This makes two non-food posts in a row. This trend will cease, I promise. Before you know it, I’ll be back to recipes, or write-ups of my local farmer’s market, or odes in verse to Manchego cheese, or what have you.

But like I said with regards to our recent spate of inclement weather: sometimes life impinges on baking. And this time, by life, I mean a new car.

Yeah. You heard what I said. Sarah and I have traded in our eleven-year-old, couldn’t-pass-its-emissions-test Toyota Corolla for something a little more modern, something a little more stylish, something a little more green. Well … actually less green. Taffeta white, to be exact. But stingier at the pump, at least, if you catch my drift.

We marshaled our forces, and laid siege to a Honda Insight Hybrid.

Now, before you say anything, the answer is yes. It is that Honda Insight Hybrid. The one that Consumer Reports panned roundly, and the one that Jeremy Clarkson of The Times of London called biblically terrible. But they can think what they like. That’s just, like, they’re opinion, man. We drove it. We liked it. It seemed more than adequate to our meager needs. And it was considerably less expensive (and drove considerably less like a boat on wheels) than the Toyota Prius.

I have no intention of telling you all about the Insight. You can find ample information about it here, if you want. And it is my considered opinion that there is no particular need to wax poetical about any car, new or old, except inasmuch as one should appreciate the presence of four wheels, working brakes, and an engine that goes when one presses on the gas. Still, I suppose, one must appreciate its sleek styling, its feisty pep, its EPA 43/40 fuel efficiency that many anecdotal reports suggest is in fact even better than advertised.

Okay. Maybe I am just a little bit excited. But it will pass.

Meanwhile, though I will not be boring you with inane automotive details, I will tell you that in the process of making the purchase, I learned some important things:

1) Everybody — from your friends, to your parents, to their friends, to your acupuncturist — is full of advice. Much of it is good. So seek it out. The odds are that everybody has bought a car more recently than you have.
━━━━━━━━━━━━━━━━━━━━━━━━━━━━━━
§ STATED TASK A
Answer each question from the blog post about buying a new car, one per line:
(i) Which car did the writer and Sarah trade in?
(ii) What color is the new car?
(iii) What EPA fuel efficiency figures does the post give for the Insight?
The blog post above and the entries that follow have no connection to each other.
━━━━━━━━━━━━━━━━━━━━━━━━━━━━━━
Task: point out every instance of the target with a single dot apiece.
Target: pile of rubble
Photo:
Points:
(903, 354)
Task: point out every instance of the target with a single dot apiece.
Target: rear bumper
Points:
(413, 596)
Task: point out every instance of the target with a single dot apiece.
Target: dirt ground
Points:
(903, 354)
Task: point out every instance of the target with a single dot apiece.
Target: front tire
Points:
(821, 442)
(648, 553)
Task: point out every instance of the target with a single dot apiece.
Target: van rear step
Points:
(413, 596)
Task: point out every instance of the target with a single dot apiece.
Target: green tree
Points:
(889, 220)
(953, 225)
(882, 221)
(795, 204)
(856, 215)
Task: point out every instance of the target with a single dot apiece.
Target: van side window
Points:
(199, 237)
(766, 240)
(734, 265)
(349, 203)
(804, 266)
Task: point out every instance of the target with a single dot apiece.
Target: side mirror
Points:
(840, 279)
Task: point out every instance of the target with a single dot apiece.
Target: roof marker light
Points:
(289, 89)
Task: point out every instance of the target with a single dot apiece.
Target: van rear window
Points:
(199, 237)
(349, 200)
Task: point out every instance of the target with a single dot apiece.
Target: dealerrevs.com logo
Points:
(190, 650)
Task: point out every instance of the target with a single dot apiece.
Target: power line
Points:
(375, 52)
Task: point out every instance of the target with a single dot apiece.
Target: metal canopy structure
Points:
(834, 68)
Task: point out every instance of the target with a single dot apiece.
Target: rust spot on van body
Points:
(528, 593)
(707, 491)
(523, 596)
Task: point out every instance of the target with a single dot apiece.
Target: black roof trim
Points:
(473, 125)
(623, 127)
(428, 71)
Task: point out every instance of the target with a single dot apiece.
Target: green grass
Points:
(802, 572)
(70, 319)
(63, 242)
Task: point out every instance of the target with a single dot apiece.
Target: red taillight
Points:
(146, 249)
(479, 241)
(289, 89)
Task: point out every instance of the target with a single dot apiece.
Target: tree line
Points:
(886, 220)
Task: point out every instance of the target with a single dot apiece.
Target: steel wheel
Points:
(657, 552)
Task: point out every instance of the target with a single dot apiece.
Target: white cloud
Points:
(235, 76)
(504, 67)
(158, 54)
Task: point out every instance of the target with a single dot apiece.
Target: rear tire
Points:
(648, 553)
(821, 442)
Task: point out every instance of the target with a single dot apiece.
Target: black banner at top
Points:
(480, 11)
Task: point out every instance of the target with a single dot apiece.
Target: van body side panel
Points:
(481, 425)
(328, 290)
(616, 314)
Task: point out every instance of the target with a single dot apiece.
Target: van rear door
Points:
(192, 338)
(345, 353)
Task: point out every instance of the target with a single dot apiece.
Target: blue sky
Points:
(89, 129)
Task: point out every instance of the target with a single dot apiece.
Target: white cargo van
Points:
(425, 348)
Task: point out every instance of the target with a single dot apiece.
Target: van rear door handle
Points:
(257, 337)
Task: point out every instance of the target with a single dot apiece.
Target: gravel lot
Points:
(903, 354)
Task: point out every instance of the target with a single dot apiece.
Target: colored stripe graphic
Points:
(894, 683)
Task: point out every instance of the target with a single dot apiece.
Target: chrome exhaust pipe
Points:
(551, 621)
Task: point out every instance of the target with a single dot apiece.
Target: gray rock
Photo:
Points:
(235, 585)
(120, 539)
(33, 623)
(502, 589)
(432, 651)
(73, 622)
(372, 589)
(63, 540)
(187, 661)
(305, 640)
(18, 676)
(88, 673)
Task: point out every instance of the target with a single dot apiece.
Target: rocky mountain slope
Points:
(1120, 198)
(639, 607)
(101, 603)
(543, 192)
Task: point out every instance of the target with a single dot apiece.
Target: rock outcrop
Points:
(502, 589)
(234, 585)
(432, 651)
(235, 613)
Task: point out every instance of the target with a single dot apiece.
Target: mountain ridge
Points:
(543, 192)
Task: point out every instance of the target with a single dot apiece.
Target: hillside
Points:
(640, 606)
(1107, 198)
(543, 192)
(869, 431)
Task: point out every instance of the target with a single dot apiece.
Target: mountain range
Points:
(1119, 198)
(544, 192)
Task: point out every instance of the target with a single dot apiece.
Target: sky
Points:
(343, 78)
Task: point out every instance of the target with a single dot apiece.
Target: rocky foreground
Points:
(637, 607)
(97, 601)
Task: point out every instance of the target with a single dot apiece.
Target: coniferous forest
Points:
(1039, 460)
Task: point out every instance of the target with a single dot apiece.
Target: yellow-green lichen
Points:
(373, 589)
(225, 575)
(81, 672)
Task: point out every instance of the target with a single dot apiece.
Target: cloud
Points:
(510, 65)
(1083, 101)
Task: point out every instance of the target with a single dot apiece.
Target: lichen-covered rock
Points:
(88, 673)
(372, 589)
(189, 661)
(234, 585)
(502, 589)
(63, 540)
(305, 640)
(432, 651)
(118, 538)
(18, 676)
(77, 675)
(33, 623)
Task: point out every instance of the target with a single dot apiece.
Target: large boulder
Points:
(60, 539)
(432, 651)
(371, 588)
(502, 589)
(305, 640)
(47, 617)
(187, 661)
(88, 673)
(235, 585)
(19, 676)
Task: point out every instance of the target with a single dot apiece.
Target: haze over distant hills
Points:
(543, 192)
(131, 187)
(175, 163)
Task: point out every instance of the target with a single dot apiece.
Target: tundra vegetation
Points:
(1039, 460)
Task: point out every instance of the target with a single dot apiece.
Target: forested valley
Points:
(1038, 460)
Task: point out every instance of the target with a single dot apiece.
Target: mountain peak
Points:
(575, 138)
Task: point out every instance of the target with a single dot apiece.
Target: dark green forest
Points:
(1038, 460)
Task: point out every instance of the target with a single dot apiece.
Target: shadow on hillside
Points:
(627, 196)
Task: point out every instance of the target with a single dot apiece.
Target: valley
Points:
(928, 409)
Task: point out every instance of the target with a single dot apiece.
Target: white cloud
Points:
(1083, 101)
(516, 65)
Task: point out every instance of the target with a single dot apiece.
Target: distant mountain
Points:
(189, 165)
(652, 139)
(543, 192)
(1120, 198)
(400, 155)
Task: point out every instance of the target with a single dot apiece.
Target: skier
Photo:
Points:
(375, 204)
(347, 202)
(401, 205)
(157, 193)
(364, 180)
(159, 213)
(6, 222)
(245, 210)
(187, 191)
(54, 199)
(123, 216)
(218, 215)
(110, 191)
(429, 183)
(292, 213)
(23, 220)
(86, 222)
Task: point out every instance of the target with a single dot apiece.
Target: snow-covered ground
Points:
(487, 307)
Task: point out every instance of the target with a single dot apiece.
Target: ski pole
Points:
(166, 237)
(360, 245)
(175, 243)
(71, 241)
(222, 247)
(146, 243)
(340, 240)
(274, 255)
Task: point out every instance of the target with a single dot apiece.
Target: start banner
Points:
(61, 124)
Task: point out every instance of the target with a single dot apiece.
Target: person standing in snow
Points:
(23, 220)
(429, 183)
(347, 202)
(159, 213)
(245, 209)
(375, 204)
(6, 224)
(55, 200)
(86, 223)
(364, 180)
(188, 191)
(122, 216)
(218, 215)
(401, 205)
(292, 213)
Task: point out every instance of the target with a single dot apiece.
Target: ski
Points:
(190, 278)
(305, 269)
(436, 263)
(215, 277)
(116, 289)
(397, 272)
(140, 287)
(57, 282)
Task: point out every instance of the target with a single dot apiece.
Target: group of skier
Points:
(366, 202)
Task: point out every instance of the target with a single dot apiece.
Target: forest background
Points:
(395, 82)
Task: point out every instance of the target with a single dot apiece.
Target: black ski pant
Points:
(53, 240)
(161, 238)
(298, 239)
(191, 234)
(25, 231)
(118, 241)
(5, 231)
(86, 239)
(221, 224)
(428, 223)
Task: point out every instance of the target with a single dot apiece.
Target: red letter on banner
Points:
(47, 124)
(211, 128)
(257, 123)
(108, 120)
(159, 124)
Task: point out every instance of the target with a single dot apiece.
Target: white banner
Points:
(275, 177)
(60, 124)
━━━━━━━━━━━━━━━━━━━━━━━━━━━━━━
§ STATED TASK B
Extract every line of the entries that contains the string "distant".

§ RESULT A
(i) Their eleven-year-old Toyota Corolla, which couldn't pass its emissions test.
(ii) Taffeta white.
(iii) EPA 43/40.

§ RESULT B
Target: haze over distant hills
Target: distant mountain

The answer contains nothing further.